◆ WHAT NEEDS TO BE DONE
Present the material below as a numbered list, leaving out blank lines.

◆ MATERIAL SUPPLIED

>> start

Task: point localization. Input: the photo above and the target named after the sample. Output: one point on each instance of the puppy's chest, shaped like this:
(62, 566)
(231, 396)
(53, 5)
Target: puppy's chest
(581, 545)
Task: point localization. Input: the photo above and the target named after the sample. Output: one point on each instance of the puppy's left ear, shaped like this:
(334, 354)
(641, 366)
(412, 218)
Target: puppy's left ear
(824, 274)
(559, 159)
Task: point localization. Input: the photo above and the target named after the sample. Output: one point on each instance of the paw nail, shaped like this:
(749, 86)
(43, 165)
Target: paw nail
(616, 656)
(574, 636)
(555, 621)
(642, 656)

>> end

◆ EXERCISE OUTPUT
1. Task: point localization. Input: the photo above and the target named after the sample. Output: one point on each instance of the puppy's chest, shaped like this:
2. (62, 566)
3. (231, 396)
4. (53, 5)
5. Target: puppy's chest
6. (581, 545)
7. Task: point localization. Input: the photo above and the target named after the sample. Output: one point on each instance of the puppy's left ear, shaped like this:
8. (334, 354)
9. (641, 366)
10. (412, 218)
11. Target: puppy's left ear
12. (824, 274)
13. (559, 159)
14. Task: point localization. Input: the photo above and the target named after the sample. Output: one point on each instance of the paw nail, shaped like this:
15. (749, 86)
16. (43, 165)
17. Target: paw nail
18. (616, 656)
19. (574, 636)
20. (555, 621)
21. (642, 656)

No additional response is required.